- Exercise goal:
In your copy, leave out the pictures and repeat the entries below exactly.
·····
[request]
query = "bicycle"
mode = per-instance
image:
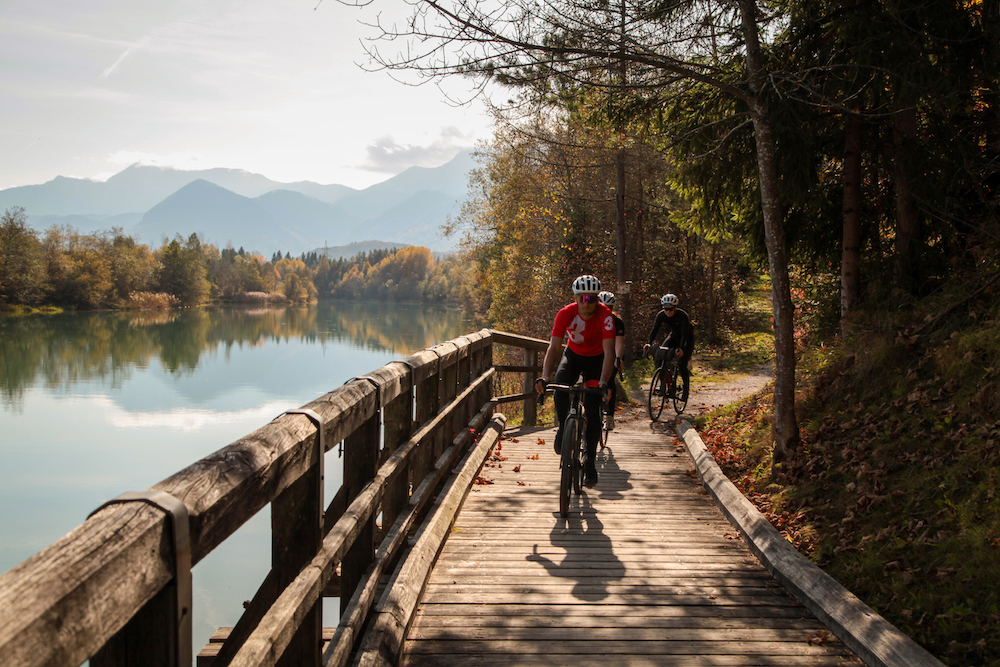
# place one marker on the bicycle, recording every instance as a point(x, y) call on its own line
point(573, 448)
point(668, 376)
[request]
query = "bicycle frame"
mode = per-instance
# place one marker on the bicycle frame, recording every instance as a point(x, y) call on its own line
point(573, 446)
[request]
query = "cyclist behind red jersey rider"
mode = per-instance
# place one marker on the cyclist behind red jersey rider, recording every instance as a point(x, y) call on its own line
point(680, 336)
point(608, 299)
point(588, 328)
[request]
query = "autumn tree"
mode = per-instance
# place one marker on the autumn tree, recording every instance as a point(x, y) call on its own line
point(542, 49)
point(21, 269)
point(183, 270)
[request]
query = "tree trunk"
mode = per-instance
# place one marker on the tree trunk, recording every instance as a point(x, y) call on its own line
point(620, 205)
point(850, 259)
point(712, 300)
point(904, 131)
point(786, 427)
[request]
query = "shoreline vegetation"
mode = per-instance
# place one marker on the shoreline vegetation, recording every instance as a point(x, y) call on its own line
point(109, 270)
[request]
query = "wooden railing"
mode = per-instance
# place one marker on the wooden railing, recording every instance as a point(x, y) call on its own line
point(116, 590)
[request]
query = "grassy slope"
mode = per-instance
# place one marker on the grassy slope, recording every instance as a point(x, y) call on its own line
point(894, 493)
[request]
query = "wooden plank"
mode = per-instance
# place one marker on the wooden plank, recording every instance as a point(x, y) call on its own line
point(338, 651)
point(645, 571)
point(281, 621)
point(592, 660)
point(384, 643)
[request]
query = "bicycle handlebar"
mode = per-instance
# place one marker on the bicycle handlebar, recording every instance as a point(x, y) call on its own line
point(574, 389)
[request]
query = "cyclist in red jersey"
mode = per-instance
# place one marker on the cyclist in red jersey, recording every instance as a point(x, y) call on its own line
point(588, 328)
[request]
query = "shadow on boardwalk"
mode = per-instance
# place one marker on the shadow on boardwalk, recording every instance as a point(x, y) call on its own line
point(646, 571)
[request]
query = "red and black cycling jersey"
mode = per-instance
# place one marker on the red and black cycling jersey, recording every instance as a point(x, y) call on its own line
point(584, 337)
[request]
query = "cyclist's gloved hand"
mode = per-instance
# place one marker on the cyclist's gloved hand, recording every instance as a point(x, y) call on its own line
point(606, 389)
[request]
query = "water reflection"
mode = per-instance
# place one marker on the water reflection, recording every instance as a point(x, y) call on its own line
point(60, 351)
point(100, 403)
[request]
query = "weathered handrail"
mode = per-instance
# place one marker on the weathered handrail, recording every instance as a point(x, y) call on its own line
point(105, 591)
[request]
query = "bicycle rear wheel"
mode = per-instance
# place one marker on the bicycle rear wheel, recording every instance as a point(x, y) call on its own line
point(656, 402)
point(680, 389)
point(566, 472)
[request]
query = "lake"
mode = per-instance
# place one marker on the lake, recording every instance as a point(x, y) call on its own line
point(96, 404)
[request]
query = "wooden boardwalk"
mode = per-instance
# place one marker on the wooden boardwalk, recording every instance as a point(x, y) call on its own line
point(646, 571)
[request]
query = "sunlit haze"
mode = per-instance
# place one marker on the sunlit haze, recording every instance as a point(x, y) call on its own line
point(272, 87)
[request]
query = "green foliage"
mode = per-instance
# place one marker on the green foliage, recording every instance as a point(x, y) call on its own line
point(894, 492)
point(183, 270)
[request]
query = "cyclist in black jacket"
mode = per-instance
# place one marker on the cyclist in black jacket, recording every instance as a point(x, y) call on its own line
point(680, 335)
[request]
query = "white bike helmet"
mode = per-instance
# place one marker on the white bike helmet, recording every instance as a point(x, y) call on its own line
point(668, 300)
point(586, 285)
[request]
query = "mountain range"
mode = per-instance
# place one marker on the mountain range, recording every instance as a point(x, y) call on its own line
point(231, 206)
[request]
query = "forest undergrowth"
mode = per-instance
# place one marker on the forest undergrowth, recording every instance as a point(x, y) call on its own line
point(893, 492)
·····
- Solution for this problem:
[request]
query = "bicycle"
mode = per-instance
image:
# place one marker on the bicycle, recording every instance as a point(x, y) call on its own line
point(573, 448)
point(668, 376)
[request]
query = "bicycle frame"
mode = per-instance
# place one marker on the bicycle frame, recording every instance as a point(x, y) call on its own line
point(573, 446)
[request]
query = "cyclist behind red jersey rider"
mode = per-instance
# place one marker on the cyclist behind red jersey rider, recording every instance as a point(x, y) call on its own line
point(680, 336)
point(608, 299)
point(588, 328)
[request]
query = "autumn tree"
mode = per-instance
# place one marker on the autumn tree, recording every instance as a point(x, y) call on its own line
point(542, 49)
point(21, 269)
point(183, 270)
[request]
query = "tree trunk"
mode = per-instance
# place one marker on the tree trunk, recording every instance as a point(x, y) call on its own line
point(620, 205)
point(850, 259)
point(712, 300)
point(904, 131)
point(786, 427)
[request]
query = "shoreline vegetation"
mode = per-instance
# place one marker on the shoreline vegetation, recording every instance as a point(x, y) call on its own line
point(109, 270)
[request]
query = "wooden railing"
mode = per-instance
# place one marker on the wooden railing, recording every instance as a point(x, y) call on its own line
point(116, 590)
[request]
query = "grassy slope"
mode = per-instance
# place one marker on the grassy slope, recording every instance as a point(x, y) call on its own line
point(894, 493)
[request]
query = "wooden plank"
mode = per-instance
# place one marker on the wooden plank, recording every instance as a point(x, y) call on its own line
point(338, 651)
point(645, 571)
point(281, 621)
point(592, 660)
point(384, 643)
[request]
query = "bicycle handlebar"
mode = per-instance
# place one marker on the bicycle handlebar, recording every instance as a point(x, y) call on its own line
point(574, 389)
[request]
query = "cyclist in red jersey"
mode = per-instance
# place one marker on the cyclist in red jersey, recording every instance as a point(x, y) call on its own line
point(588, 328)
[request]
query = "shadow on boardwalk"
mode = per-instance
# place one marker on the shadow on boardwalk, recording every instance as a point(x, y) call on its own line
point(646, 571)
[request]
query = "red and black cycling jersey"
mode = per-instance
# place one marker on the red and black cycling jersey, recording every instance as a point(x, y) call on its own line
point(584, 337)
[request]
query = "cyclist's gloved hand"
mode = per-instance
# place one marker on the cyclist's gloved hand, recording every instance as a point(x, y) call on its own line
point(606, 389)
[request]
query = "water reflection"
mode = per-instance
# place one marker on the water reflection, recording every instance as a point(x, y) call on its own line
point(60, 351)
point(100, 403)
[request]
query = "weathered handrail"
mode = per-instance
# place one marker on the weathered handrail, recording every instance as a point(x, y) call on its own line
point(105, 591)
[request]
query = "bicycle rear wheel"
mode = per-instance
# place one marker on the bicycle rear wheel, recording every instance as a point(x, y) call on its own line
point(656, 402)
point(680, 389)
point(566, 472)
[request]
query = "lake"
mode = per-instance
# place one marker on the lake, recording every instance as a point(x, y) call on its own line
point(96, 404)
[request]
query = "wooden boardwalk"
mode = per-instance
# place one marker on the wooden boardwalk, recording every instance as a point(x, y) call on its own line
point(646, 571)
[request]
query = "sunlit haze"
mode = per-instance
# place one marker on the sunlit haze, recording every instance as a point(x, y) call on its own line
point(272, 87)
[request]
query = "green foliage"
mode = per-instance
# place one marker on the green foliage, recording every instance as a point(x, y) call on its own line
point(894, 492)
point(183, 270)
[request]
query = "cyclist in black jacket"
mode = per-instance
# place one marker on the cyclist in black jacket, recording every instance as a point(x, y) call on its own line
point(680, 335)
[request]
query = "white bike helmet"
mode = per-instance
# place one marker on the white bike helmet, recording every instance as a point(x, y) call on its own line
point(668, 300)
point(586, 285)
[request]
query = "mountain range"
mode = per-instance
# place one marker on the mountain range, recording every instance as a point(x, y) call on its own line
point(231, 206)
[request]
query = "forest undergrowth"
mode = per-instance
# place one marker on the forest undergrowth, recording every instance as a point(x, y) call on its own line
point(893, 492)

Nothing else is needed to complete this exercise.